*YOUR INSTRUCTIONS*
Every entry, from the first to the last, should be written out exactly.

EXERCISE INPUT START

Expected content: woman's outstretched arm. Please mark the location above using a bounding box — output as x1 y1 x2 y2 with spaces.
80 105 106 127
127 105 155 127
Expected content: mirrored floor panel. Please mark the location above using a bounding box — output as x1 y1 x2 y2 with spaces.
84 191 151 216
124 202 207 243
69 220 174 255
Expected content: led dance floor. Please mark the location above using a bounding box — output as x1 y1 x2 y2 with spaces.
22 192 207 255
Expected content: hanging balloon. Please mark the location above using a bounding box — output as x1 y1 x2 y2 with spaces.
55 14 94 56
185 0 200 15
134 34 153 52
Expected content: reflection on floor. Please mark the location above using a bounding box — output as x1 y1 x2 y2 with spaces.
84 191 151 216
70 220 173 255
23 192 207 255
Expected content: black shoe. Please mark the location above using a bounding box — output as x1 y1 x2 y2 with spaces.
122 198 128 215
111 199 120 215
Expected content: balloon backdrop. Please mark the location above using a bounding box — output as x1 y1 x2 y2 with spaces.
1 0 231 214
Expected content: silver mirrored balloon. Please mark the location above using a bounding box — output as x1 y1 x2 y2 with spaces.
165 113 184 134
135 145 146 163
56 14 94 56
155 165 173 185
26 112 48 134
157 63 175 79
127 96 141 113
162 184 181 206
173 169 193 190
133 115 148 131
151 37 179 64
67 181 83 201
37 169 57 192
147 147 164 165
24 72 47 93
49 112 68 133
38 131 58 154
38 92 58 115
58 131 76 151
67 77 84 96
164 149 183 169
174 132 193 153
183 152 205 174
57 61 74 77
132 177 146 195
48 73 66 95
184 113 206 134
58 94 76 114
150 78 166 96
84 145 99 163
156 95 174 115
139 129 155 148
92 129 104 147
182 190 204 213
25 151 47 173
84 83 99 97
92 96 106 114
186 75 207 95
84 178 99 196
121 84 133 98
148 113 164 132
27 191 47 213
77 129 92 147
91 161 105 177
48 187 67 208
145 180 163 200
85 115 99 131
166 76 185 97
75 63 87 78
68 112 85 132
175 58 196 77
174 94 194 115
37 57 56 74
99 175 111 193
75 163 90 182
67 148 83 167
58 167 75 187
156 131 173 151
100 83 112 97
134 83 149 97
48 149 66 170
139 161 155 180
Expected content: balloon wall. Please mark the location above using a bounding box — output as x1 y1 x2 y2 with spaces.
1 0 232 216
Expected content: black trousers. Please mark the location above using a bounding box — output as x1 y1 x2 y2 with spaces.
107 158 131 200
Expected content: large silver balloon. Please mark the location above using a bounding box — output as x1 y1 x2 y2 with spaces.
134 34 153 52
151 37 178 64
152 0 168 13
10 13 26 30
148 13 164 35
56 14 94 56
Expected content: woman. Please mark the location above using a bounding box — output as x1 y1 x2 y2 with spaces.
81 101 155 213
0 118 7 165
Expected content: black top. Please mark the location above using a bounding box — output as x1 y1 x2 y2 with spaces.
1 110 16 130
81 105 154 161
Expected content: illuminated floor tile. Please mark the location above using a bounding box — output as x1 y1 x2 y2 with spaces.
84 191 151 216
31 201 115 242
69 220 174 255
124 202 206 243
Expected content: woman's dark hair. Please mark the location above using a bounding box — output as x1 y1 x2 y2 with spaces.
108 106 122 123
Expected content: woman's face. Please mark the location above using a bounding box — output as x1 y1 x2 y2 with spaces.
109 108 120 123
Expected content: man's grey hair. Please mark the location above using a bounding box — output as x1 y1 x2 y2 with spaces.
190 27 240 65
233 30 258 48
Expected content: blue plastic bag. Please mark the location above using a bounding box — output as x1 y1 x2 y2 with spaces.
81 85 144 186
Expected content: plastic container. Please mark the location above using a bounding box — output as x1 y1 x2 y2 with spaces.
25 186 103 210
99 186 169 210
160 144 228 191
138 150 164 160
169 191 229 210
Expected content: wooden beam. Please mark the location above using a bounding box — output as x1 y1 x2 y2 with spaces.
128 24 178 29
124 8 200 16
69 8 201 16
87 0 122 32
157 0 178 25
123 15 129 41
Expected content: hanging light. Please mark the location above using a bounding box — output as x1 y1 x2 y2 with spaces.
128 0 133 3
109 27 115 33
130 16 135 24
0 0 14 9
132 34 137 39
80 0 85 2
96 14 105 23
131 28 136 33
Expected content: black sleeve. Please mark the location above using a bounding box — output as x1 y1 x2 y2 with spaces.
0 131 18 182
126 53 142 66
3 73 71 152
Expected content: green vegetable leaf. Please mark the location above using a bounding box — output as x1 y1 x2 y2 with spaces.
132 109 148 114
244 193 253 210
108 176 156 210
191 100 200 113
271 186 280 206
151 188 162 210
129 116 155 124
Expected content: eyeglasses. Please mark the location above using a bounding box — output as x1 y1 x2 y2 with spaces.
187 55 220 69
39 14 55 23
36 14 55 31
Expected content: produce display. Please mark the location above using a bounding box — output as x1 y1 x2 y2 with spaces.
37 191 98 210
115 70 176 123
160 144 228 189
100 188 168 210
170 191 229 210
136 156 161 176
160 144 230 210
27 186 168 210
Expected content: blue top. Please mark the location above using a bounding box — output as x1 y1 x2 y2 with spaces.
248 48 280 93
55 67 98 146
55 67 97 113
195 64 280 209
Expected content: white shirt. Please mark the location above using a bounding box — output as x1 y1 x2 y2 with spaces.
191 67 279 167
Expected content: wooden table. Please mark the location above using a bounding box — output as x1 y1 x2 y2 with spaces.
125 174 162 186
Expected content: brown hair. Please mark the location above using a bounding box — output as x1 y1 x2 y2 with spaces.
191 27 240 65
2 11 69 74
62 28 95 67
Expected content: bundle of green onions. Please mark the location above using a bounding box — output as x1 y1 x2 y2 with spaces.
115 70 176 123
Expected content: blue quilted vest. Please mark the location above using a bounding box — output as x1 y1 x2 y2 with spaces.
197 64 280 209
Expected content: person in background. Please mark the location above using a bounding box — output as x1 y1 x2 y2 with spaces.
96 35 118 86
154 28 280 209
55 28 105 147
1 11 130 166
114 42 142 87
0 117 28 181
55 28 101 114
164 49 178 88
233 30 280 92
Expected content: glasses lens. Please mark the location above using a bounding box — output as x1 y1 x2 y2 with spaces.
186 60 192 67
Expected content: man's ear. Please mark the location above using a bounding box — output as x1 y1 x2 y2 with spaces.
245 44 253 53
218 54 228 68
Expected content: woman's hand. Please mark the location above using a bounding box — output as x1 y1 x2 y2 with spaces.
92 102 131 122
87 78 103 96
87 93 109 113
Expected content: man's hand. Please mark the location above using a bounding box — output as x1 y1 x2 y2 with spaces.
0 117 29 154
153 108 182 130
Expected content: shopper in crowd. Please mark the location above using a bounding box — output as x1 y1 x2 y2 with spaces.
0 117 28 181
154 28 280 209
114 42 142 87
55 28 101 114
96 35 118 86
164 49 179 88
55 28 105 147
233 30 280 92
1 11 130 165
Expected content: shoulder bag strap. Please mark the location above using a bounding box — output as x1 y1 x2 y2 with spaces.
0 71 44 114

EXERCISE INPUT END

*EXERCISE SOLUTION*
Expected content: woman's outstretched arm. Please mark the location above using a bounding box — output as x1 y1 x2 y2 with spaces.
80 105 106 127
127 105 155 127
Expected content: mirrored floor panel. Please mark the location above using a bounding box — output as x1 y1 x2 y2 with spaces.
84 191 151 216
124 202 207 243
69 220 174 255
Expected content: led dance floor. Please mark the location above using a bounding box — output as x1 y1 x2 y2 with spaces.
22 192 207 255
Expected content: hanging balloon. Please mark the location above using a bounding box — output as x1 y1 x2 y2 with spaces.
55 14 94 56
185 0 200 15
134 34 153 52
Expected content: reflection on floor. Please mark the location above using a bounding box — output as x1 y1 x2 y2 with spaces.
84 191 151 216
70 220 173 255
23 192 207 255
Expected content: black shoe. Please mark the location above using a bounding box — output as x1 y1 x2 y2 with spaces.
122 198 128 215
111 199 120 215
Expected content: balloon backdrop. Please mark the location above using a bounding box — output as x1 y1 x2 y2 with spaces.
1 0 231 214
Expected content: silver mirrored balloon. Please mark the location above using a bounding box — output as x1 y1 x2 y2 with spaces.
165 113 184 134
135 145 146 163
56 14 94 56
155 165 173 185
26 112 48 134
157 63 175 79
127 96 141 113
162 184 181 206
173 169 193 190
133 115 148 131
151 37 179 64
67 181 83 201
37 169 57 192
147 147 164 165
24 72 47 93
49 112 68 133
38 131 58 154
38 92 58 115
58 131 76 151
67 77 84 96
164 149 183 169
174 132 193 153
183 152 205 174
57 61 74 77
132 177 146 195
48 73 66 95
184 113 206 134
58 94 76 114
150 78 166 96
84 145 99 163
156 95 174 115
139 129 155 148
92 129 104 147
182 190 204 213
25 151 47 173
84 83 99 97
92 96 106 114
186 75 207 95
84 178 99 196
121 84 133 98
148 113 164 132
27 191 47 213
77 129 92 147
91 161 105 177
48 187 67 208
145 180 163 200
85 115 99 131
166 76 185 97
75 63 87 78
68 112 85 132
175 58 196 77
174 94 194 115
37 57 56 74
99 175 111 193
75 163 90 182
67 148 83 167
58 167 75 187
156 131 173 151
100 83 112 97
134 83 149 97
48 149 66 170
139 161 155 180
Expected content: balloon wall. Please mark the location above using a bounding box — output as x1 y1 x2 y2 with spaces.
1 0 232 216
Expected content: black trousers. Please mark the location above using a bounding box — output as x1 y1 x2 y2 with spaces.
107 158 131 200
Expected content: large silver balloon. Please mark the location above using a bounding box — output as x1 y1 x2 y2 with spaces.
134 34 153 52
151 37 178 64
152 0 168 13
10 13 26 30
148 13 164 35
56 14 94 56
Expected content: woman. Please mark the location above using a bounding box — output as x1 y1 x2 y2 with spaces.
81 101 155 213
0 118 7 165
Expected content: black top. Please mark the location above using a bounding box — output as x1 y1 x2 y2 with spaces.
1 110 16 130
81 105 154 161
Expected content: illuminated floor tile. Please mark the location above using a bounding box — output as x1 y1 x2 y2 with spaces.
84 191 151 216
31 201 115 242
69 220 174 255
124 202 206 243
Expected content: woman's dark hair. Please mark the location above using a bounding box — output as x1 y1 x2 y2 with spaces.
108 106 122 123
Expected content: woman's face. Please mark the location above using a bounding box — output as x1 y1 x2 y2 with spaces.
109 108 120 123
Expected content: man's grey hair. Please mark the location above using a bounding box — output as x1 y1 x2 y2 with spaces.
190 27 240 65
233 30 258 48
Expected content: blue plastic bag. Please mark the location above using a bounding box — output as x1 y1 x2 y2 with spaces.
81 85 144 186
Expected content: plastic container. Please mark the location above using a bounding box — output as x1 y1 x2 y2 with spaces.
25 186 103 210
99 186 169 210
160 144 228 191
138 150 164 160
169 191 229 210
Expected content: wooden beam. Please mark the location above using a bounding box — output as x1 y1 x2 y2 with spaces.
128 24 178 29
124 8 200 16
69 8 201 16
87 0 122 32
157 0 178 25
123 15 129 41
Expected content: hanging light. Please mark the location above using a bounding box — output as x1 y1 x2 y2 with spaces.
128 0 133 3
109 27 115 33
130 16 135 24
0 0 14 9
132 34 137 39
80 0 85 2
96 14 105 23
131 28 136 33
Expected content: black sleeve. Please mark the location above using a bounding box — output as x1 y1 x2 y2 with spaces.
0 131 18 182
126 53 142 66
3 73 71 152
Expected content: green vegetable leaf. Please mark the location above using a bounding box — output as x1 y1 x2 y2 with spaces.
132 109 148 114
244 193 253 210
108 176 156 210
191 100 200 113
271 186 280 206
151 188 162 210
129 116 155 124
Expected content: eyeglasses. Please mark the location above using a bounding box — output as x1 y1 x2 y2 with spaces.
187 55 220 69
39 14 55 23
36 14 55 31
Expected content: produce display. Please mark the location above using a bounding box — output as x1 y1 x2 y2 with spaces.
37 191 98 210
115 70 176 123
160 144 228 189
100 188 168 210
170 191 229 210
136 156 161 176
160 144 230 210
27 186 168 210
Expected content: blue top. Please mark the location above using a bounding box — output as x1 y1 x2 y2 with spaces.
248 48 280 93
55 67 98 146
55 67 97 113
195 64 280 209
Expected content: white shirt. Please mark the location above using a bounding box — output as x1 y1 x2 y2 with spaces.
191 67 279 167
Expected content: wooden table. Please mark the location above using a bounding box — output as x1 y1 x2 y2 with spaces.
125 174 162 186
Expected content: brown hair. Please mark the location above using a bounding box — output as x1 y1 x2 y2 with spaces.
191 27 240 65
2 11 69 74
62 28 95 67
Expected content: bundle of green onions. Please mark the location above using a bounding box — output as x1 y1 x2 y2 with spaces.
115 70 176 123
Expected content: blue quilted vest. Please mark the location above using a bounding box — output as x1 y1 x2 y2 with spaces.
197 64 280 209
Expected content: person in background. Please mark the location above using a bounding box — output as x1 y1 x2 y2 with spaces.
96 35 118 86
154 28 280 209
55 28 105 147
1 11 130 166
114 42 142 87
0 117 28 181
55 28 101 114
164 49 178 88
233 30 280 92
Expected content: glasses lens. Please mark the location above using a bounding box — output as x1 y1 x2 y2 with spaces.
186 60 192 67
Expected content: man's ear. Please mark the location above using a bounding box — output as x1 y1 x2 y2 with spaces.
245 44 253 53
218 54 228 68
Expected content: woman's hand. Please mark the location above using a bounding box — output as x1 y1 x2 y2 with spaces.
92 102 131 122
87 78 103 96
87 93 109 113
Expected content: man's hand. Please mark the location above using a bounding box — output as x1 y1 x2 y2 with spaces.
0 117 29 154
153 108 182 130
Expected content: shopper in crowd. Please mark the location above using a bounding box — output as x1 y1 x2 y2 with spaces.
0 117 28 181
154 28 280 209
114 42 142 87
55 28 101 114
96 35 118 86
164 49 179 88
55 28 105 147
233 30 280 92
1 11 130 165
Expected content: shoulder bag strap. Please mark the location above using a bounding box — output as x1 y1 x2 y2 with spaces.
0 71 44 114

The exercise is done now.